Source records Start Marker

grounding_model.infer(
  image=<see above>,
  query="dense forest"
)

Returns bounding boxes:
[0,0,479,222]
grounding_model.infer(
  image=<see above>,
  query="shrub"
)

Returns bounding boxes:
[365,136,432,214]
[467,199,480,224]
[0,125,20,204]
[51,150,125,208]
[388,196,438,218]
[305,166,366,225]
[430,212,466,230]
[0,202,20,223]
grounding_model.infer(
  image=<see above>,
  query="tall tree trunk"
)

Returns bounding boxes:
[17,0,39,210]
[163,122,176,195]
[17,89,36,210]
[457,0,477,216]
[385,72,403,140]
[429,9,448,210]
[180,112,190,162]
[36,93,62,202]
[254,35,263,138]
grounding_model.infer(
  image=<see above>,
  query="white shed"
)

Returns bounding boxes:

Source records End Marker

Work instructions. An exact copy of the material above is needed.

Written answer.
grounding_model.infer(
  image=<see above>,
  query="dense forest"
)

Returns bounding boxes:
[0,0,479,222]
grounding_model.infer(
  image=<see above>,
  query="shrub"
)

Returns bounding boxes:
[365,136,432,214]
[467,199,480,224]
[0,125,20,204]
[51,150,125,208]
[388,196,438,218]
[305,166,366,225]
[430,212,466,230]
[0,202,20,223]
grounding_model.infer(
  image=<see above>,
  query="tall tree trunk"
)

Returns bounding boxes:
[17,0,39,210]
[163,122,176,195]
[17,89,36,210]
[457,0,477,216]
[385,72,403,140]
[429,9,448,210]
[180,112,190,162]
[36,93,62,202]
[254,35,263,138]
grounding_model.infer(
  image=<see above>,
  query="white shed"
)

Returns bounding boxes:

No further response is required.